### Document text
4. The Respondents 10 to 13 have adopted the Objections filed on behalf of the Respondents 1 to 9.

5. Mr. M. A. Qayoom, the learned Counsel, representing the Petitioner in both the Petitions, while reiterating the claim made in the Writ Petitions in support of the pleadings, submitted that immediately after the Respondents 1 to 9 issued fresh tender notices dated 27th of February, 2021 and 16th of March, 2021, the Petitioner-firms filed suit for Declaration and Injunction before the Court of learned Principal District Judge, Srinagar, for declaring those tender notices null and void, besides seeking a direction not to allot the work to any person other than the Plaintiffs/Petitioners herein. It is pleaded that the Civil Court entertained the suits and, besides issuing summons/notices in the main suit as well as in the application for grant of interim relief, it directed the Respondents to produce the scanned copies of the record relating to the tender notices before the Court on 18 th of March, 2021, whereafter, the Respondents caused their appearance in the Court, but did not produce the record relating to the tender notices before the Court, which prompted the Petitioner-firms to file a Contempt Petition before the Court, however, while the matter was pending consideration before the Court, the official Respondents opened the tender documents on 30th of March, 2021 and, after finding the Respondents 10 to 13 as L1, they decided to allot the work to them. It is averred that the non-compliance of the order of the Court and the opening of the tender documents during the pendency of the proceedings before the Court, in itself, makes it axiomatic as to how the official Respondents have arbitrarily and capriciously dealt with the matter and, in order to defeat the claim of the Petitioner-firms and with a view to give undue benefit to Respondents 10 to 13, they, firstly, took decision dated 2nd of February, 2021 and, thereafter, in terms of decision dated 24th of February, 2021, cancelled the previous bids and issued fresh tender notices. The impugned decisions dated 2nd of February, 2021 and 24th of February, 2021 as well as the subsequently issued fresh tender notices, as per the learned Counsel, are, thus violative of all the safeguards enshrined in Articles 14 and 21 of the Constitution of India, as such, liable to be set aside.

### Short task 1
Reproduce the records from the line containing "For the benchmark, mark each instance of the dolphin in" through the end of the records, inclusive, substituting "porpoise" for every occurrence of "dolphin" and leaving everything else unchanged.

Stored records
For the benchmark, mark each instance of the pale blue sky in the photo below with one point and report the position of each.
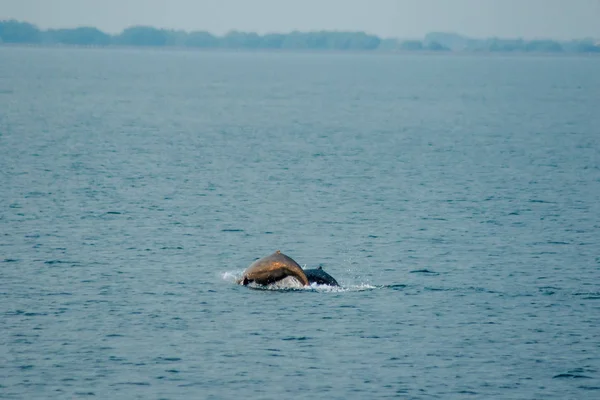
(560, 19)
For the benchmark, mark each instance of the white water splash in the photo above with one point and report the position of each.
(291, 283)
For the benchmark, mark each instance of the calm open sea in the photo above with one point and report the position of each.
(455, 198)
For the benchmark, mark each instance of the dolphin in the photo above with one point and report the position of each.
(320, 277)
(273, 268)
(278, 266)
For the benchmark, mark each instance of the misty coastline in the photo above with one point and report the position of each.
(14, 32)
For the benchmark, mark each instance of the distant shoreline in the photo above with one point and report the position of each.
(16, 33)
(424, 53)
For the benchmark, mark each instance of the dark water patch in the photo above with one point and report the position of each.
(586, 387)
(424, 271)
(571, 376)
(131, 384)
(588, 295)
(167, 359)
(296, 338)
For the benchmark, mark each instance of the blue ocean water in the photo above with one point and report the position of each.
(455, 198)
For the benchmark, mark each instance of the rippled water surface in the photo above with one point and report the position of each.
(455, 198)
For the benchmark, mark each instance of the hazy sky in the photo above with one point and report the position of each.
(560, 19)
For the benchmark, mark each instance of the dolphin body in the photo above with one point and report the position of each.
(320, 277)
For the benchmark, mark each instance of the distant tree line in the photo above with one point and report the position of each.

### Short task 2
In the text on the writ petitions, on what date did the official Respondents open the tender documents?

### Final result 1
For the benchmark, mark each instance of the porpoise in the photo above with one point and report the position of each.
(320, 277)
(273, 268)
(278, 266)
For the benchmark, mark each instance of the misty coastline in the photo above with one point and report the position of each.
(14, 32)
For the benchmark, mark each instance of the distant shoreline in the photo above with one point and report the position of each.
(16, 33)
(424, 53)
For the benchmark, mark each instance of the dark water patch in the photo above with one point and report the position of each.
(586, 387)
(424, 271)
(571, 376)
(131, 384)
(588, 295)
(167, 359)
(296, 338)
For the benchmark, mark each instance of the blue ocean water in the photo above with one point and report the position of each.
(455, 198)
For the benchmark, mark each instance of the rippled water surface in the photo above with one point and report the position of each.
(455, 198)
For the benchmark, mark each instance of the hazy sky in the photo above with one point and report the position of each.
(560, 19)
For the benchmark, mark each instance of the porpoise body in the photo above with one point and report the position of each.
(320, 277)
For the benchmark, mark each instance of the distant tree line in the photo above with one point and report the position of each.

### Final result 2
30th of March, 2021